# [ACTIVITY]
Search the records for "sandpiper". Copy every line where it appears.

════

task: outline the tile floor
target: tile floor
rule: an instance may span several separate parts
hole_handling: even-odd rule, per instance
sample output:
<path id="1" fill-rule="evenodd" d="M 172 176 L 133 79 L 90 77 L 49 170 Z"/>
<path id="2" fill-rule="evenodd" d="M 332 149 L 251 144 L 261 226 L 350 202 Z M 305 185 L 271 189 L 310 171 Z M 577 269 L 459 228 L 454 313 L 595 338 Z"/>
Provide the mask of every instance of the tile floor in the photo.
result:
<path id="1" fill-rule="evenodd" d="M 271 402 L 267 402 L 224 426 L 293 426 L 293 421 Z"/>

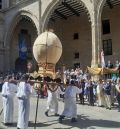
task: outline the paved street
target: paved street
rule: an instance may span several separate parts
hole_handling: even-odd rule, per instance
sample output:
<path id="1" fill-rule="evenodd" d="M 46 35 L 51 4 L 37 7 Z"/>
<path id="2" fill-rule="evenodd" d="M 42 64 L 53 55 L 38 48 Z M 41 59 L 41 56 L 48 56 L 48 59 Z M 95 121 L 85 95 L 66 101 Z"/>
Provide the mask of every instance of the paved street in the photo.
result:
<path id="1" fill-rule="evenodd" d="M 31 98 L 30 123 L 28 129 L 34 129 L 36 98 Z M 100 107 L 82 106 L 78 107 L 78 122 L 71 123 L 70 119 L 65 119 L 62 124 L 58 123 L 58 117 L 46 117 L 46 99 L 39 100 L 39 111 L 36 129 L 120 129 L 120 113 L 116 109 L 106 110 Z M 2 100 L 0 95 L 0 111 Z M 16 129 L 18 103 L 15 98 L 14 124 L 12 127 L 5 127 L 2 124 L 3 114 L 0 116 L 0 129 Z M 63 111 L 63 102 L 59 102 L 59 113 Z"/>

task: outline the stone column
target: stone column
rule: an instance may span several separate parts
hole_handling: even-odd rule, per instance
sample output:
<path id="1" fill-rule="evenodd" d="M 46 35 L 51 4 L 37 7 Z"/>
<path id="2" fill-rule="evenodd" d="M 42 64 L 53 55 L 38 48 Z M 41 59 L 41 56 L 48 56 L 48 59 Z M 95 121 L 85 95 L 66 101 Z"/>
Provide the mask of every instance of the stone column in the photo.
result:
<path id="1" fill-rule="evenodd" d="M 93 14 L 91 20 L 92 30 L 92 61 L 91 67 L 98 67 L 100 64 L 100 51 L 101 51 L 101 22 L 97 15 Z"/>
<path id="2" fill-rule="evenodd" d="M 9 0 L 3 0 L 2 1 L 2 8 L 3 9 L 9 8 Z"/>
<path id="3" fill-rule="evenodd" d="M 92 29 L 92 61 L 91 61 L 91 67 L 97 67 L 98 66 L 98 42 L 97 42 L 97 23 L 92 22 L 91 23 L 91 29 Z"/>
<path id="4" fill-rule="evenodd" d="M 100 53 L 101 53 L 101 50 L 103 49 L 102 48 L 102 36 L 101 36 L 101 33 L 102 33 L 102 31 L 101 31 L 101 17 L 98 17 L 97 24 L 98 24 L 98 52 L 99 52 L 99 54 L 98 54 L 98 65 L 100 65 L 100 67 L 101 67 Z"/>

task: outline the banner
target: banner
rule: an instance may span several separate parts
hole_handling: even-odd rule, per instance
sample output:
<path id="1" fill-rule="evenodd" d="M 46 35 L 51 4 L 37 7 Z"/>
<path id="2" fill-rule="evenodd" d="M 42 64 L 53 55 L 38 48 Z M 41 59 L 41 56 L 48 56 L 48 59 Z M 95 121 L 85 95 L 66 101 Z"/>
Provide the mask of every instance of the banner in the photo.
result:
<path id="1" fill-rule="evenodd" d="M 23 60 L 27 59 L 27 43 L 22 34 L 19 36 L 19 58 Z"/>

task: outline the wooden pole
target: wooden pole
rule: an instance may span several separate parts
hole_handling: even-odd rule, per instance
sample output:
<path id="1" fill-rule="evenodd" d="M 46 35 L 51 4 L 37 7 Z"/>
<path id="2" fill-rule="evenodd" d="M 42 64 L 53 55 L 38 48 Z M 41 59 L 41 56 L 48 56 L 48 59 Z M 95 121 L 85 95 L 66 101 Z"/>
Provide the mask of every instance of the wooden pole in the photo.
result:
<path id="1" fill-rule="evenodd" d="M 0 116 L 1 116 L 2 112 L 3 112 L 3 108 L 2 108 L 2 110 L 1 110 L 1 112 L 0 112 Z"/>
<path id="2" fill-rule="evenodd" d="M 37 114 L 38 114 L 39 96 L 40 96 L 40 93 L 38 92 L 38 96 L 37 96 L 37 105 L 36 105 L 36 114 L 35 114 L 35 125 L 34 125 L 34 129 L 36 129 L 36 123 L 37 123 Z"/>

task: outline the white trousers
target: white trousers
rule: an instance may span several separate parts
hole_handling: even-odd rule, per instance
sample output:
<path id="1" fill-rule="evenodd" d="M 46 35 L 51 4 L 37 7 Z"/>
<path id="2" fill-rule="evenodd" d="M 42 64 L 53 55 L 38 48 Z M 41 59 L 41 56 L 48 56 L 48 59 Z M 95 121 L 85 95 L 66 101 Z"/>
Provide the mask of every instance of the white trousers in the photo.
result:
<path id="1" fill-rule="evenodd" d="M 105 95 L 105 101 L 106 101 L 107 107 L 111 108 L 111 96 L 110 95 Z"/>
<path id="2" fill-rule="evenodd" d="M 17 127 L 20 129 L 26 129 L 29 121 L 30 100 L 18 99 L 18 123 Z"/>
<path id="3" fill-rule="evenodd" d="M 13 122 L 13 96 L 3 97 L 4 123 Z"/>
<path id="4" fill-rule="evenodd" d="M 48 91 L 47 110 L 58 113 L 58 99 L 55 93 Z"/>
<path id="5" fill-rule="evenodd" d="M 76 98 L 65 98 L 64 100 L 64 111 L 62 115 L 70 118 L 77 118 L 77 105 Z"/>

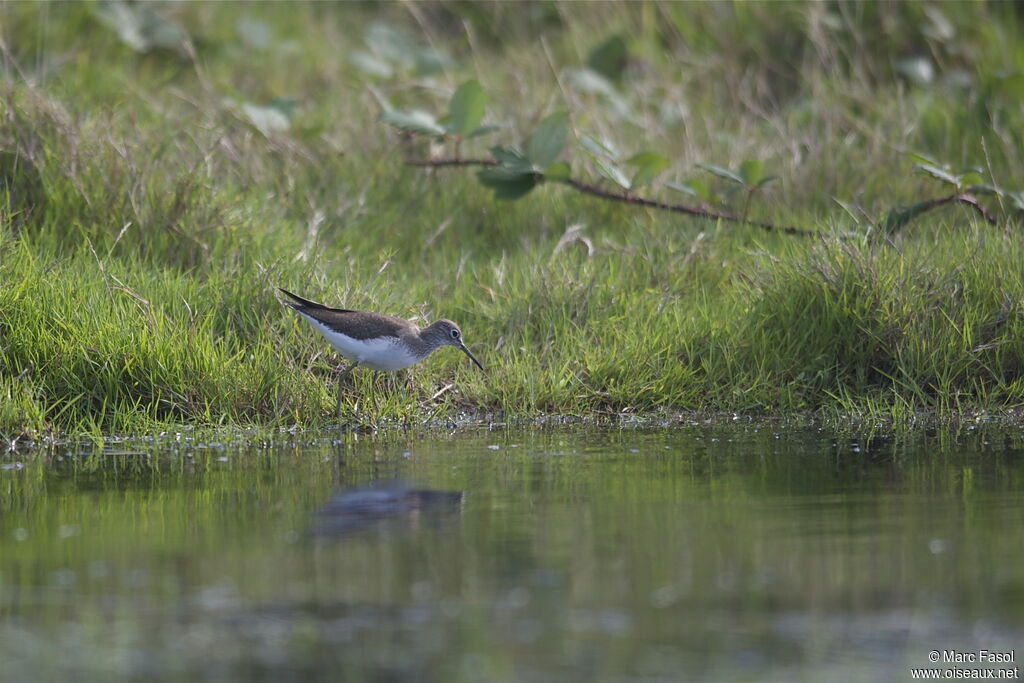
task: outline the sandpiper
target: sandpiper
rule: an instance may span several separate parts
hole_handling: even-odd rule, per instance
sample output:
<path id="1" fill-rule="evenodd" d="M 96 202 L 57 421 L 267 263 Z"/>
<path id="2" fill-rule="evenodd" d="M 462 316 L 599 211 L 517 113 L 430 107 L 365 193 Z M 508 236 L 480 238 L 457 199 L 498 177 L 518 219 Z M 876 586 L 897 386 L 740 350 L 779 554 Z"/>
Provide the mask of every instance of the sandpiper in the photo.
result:
<path id="1" fill-rule="evenodd" d="M 462 331 L 451 320 L 438 320 L 420 328 L 408 320 L 383 313 L 330 308 L 278 287 L 292 301 L 282 301 L 309 321 L 334 350 L 352 361 L 338 375 L 338 405 L 341 413 L 341 380 L 357 365 L 371 370 L 401 370 L 418 363 L 441 346 L 462 349 L 481 370 L 484 366 L 462 341 Z"/>

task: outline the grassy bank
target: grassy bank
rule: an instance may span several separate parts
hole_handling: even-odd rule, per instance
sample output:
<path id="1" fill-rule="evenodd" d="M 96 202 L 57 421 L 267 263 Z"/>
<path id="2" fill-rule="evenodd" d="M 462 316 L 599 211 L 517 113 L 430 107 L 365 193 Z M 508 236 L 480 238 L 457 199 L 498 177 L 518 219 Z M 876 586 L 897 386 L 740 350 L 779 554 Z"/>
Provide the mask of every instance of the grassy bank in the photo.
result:
<path id="1" fill-rule="evenodd" d="M 348 421 L 1024 403 L 1012 196 L 981 197 L 995 225 L 951 204 L 882 227 L 947 192 L 912 152 L 1022 189 L 1011 7 L 146 7 L 0 6 L 0 433 L 332 421 L 340 363 L 275 286 L 452 318 L 487 366 L 357 371 Z M 586 86 L 616 34 L 621 80 Z M 382 108 L 443 113 L 469 78 L 503 127 L 464 154 L 564 110 L 574 139 L 670 157 L 659 180 L 759 160 L 779 180 L 751 215 L 818 234 L 406 166 L 429 150 Z"/>

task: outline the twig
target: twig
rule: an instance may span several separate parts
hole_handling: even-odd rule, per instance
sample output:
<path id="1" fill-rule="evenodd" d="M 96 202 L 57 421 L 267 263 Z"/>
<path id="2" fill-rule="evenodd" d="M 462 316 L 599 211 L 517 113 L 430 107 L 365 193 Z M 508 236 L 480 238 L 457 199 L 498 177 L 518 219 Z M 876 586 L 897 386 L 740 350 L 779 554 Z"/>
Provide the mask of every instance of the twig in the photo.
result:
<path id="1" fill-rule="evenodd" d="M 956 194 L 953 195 L 951 200 L 959 204 L 964 204 L 965 206 L 971 207 L 972 209 L 977 211 L 978 214 L 989 223 L 989 225 L 995 225 L 998 227 L 999 221 L 996 219 L 996 217 L 993 216 L 992 212 L 986 209 L 985 206 L 981 202 L 979 202 L 978 198 L 975 197 L 973 194 L 969 194 L 967 192 L 964 192 L 963 194 Z"/>
<path id="2" fill-rule="evenodd" d="M 497 166 L 498 162 L 494 159 L 463 159 L 462 157 L 455 157 L 452 159 L 410 159 L 405 162 L 406 166 L 426 166 L 426 167 L 442 167 L 442 166 Z"/>
<path id="3" fill-rule="evenodd" d="M 410 159 L 405 162 L 408 166 L 419 166 L 425 168 L 445 168 L 452 166 L 497 166 L 498 162 L 494 159 L 482 159 L 482 158 L 442 158 L 442 159 Z M 659 202 L 655 199 L 645 199 L 644 197 L 637 197 L 636 195 L 629 194 L 628 192 L 612 192 L 603 188 L 597 187 L 585 183 L 575 178 L 566 178 L 560 182 L 565 183 L 569 187 L 573 188 L 583 194 L 589 194 L 593 197 L 600 197 L 602 199 L 608 199 L 616 202 L 625 202 L 627 204 L 636 204 L 637 206 L 646 206 L 651 209 L 660 209 L 662 211 L 671 211 L 673 213 L 686 214 L 688 216 L 697 216 L 698 218 L 710 218 L 713 220 L 729 221 L 731 223 L 746 223 L 747 225 L 753 225 L 768 231 L 784 232 L 789 235 L 801 235 L 803 237 L 810 237 L 819 234 L 816 230 L 808 230 L 807 228 L 798 228 L 792 225 L 776 225 L 768 221 L 755 221 L 749 220 L 746 216 L 741 216 L 735 213 L 728 213 L 724 211 L 712 211 L 710 209 L 701 209 L 699 207 L 687 206 L 686 204 L 670 204 L 668 202 Z M 974 209 L 978 215 L 980 215 L 987 223 L 999 226 L 999 221 L 985 206 L 978 201 L 978 198 L 967 192 L 960 194 L 951 194 L 946 197 L 938 197 L 930 201 L 922 202 L 919 213 L 925 211 L 931 211 L 932 209 L 944 206 L 946 204 L 963 204 Z"/>
<path id="4" fill-rule="evenodd" d="M 497 166 L 498 162 L 494 159 L 462 159 L 462 158 L 448 158 L 448 159 L 413 159 L 407 161 L 406 164 L 409 166 L 421 166 L 428 168 L 443 168 L 448 166 Z M 791 225 L 775 225 L 767 221 L 752 221 L 744 220 L 743 216 L 739 216 L 734 213 L 725 213 L 722 211 L 711 211 L 709 209 L 701 209 L 694 206 L 687 206 L 686 204 L 669 204 L 667 202 L 659 202 L 654 199 L 645 199 L 644 197 L 638 197 L 633 194 L 626 192 L 611 192 L 609 190 L 602 189 L 596 185 L 590 185 L 581 180 L 575 178 L 566 178 L 561 182 L 565 183 L 569 187 L 573 188 L 583 194 L 589 194 L 593 197 L 600 197 L 602 199 L 608 199 L 616 202 L 625 202 L 627 204 L 636 204 L 637 206 L 646 206 L 651 209 L 660 209 L 662 211 L 672 211 L 674 213 L 682 213 L 688 216 L 697 216 L 699 218 L 710 218 L 714 220 L 729 221 L 732 223 L 747 223 L 763 230 L 774 230 L 778 232 L 784 232 L 790 235 L 802 235 L 810 237 L 817 235 L 817 231 L 807 230 L 806 228 L 797 228 Z"/>
<path id="5" fill-rule="evenodd" d="M 580 182 L 575 178 L 567 178 L 565 181 L 566 185 L 569 185 L 573 189 L 579 190 L 584 194 L 593 195 L 595 197 L 602 197 L 604 199 L 610 199 L 612 201 L 626 202 L 627 204 L 637 204 L 639 206 L 647 206 L 652 209 L 661 209 L 662 211 L 672 211 L 674 213 L 683 213 L 688 216 L 698 216 L 700 218 L 712 218 L 715 220 L 729 221 L 732 223 L 747 223 L 763 230 L 776 230 L 778 232 L 784 232 L 790 235 L 802 235 L 810 237 L 817 235 L 815 230 L 807 230 L 806 228 L 797 228 L 792 225 L 775 225 L 767 221 L 751 221 L 744 220 L 743 216 L 739 216 L 734 213 L 725 213 L 722 211 L 711 211 L 709 209 L 700 209 L 693 206 L 687 206 L 685 204 L 669 204 L 667 202 L 659 202 L 654 199 L 644 199 L 643 197 L 637 197 L 636 195 L 627 194 L 625 192 L 609 192 L 608 190 L 602 190 L 594 185 L 588 185 L 587 183 Z"/>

════

# [REPLY]
task: outline the sandpiper
target: sandpiper
Provide the mask of every instance of the sandpiper in the photo.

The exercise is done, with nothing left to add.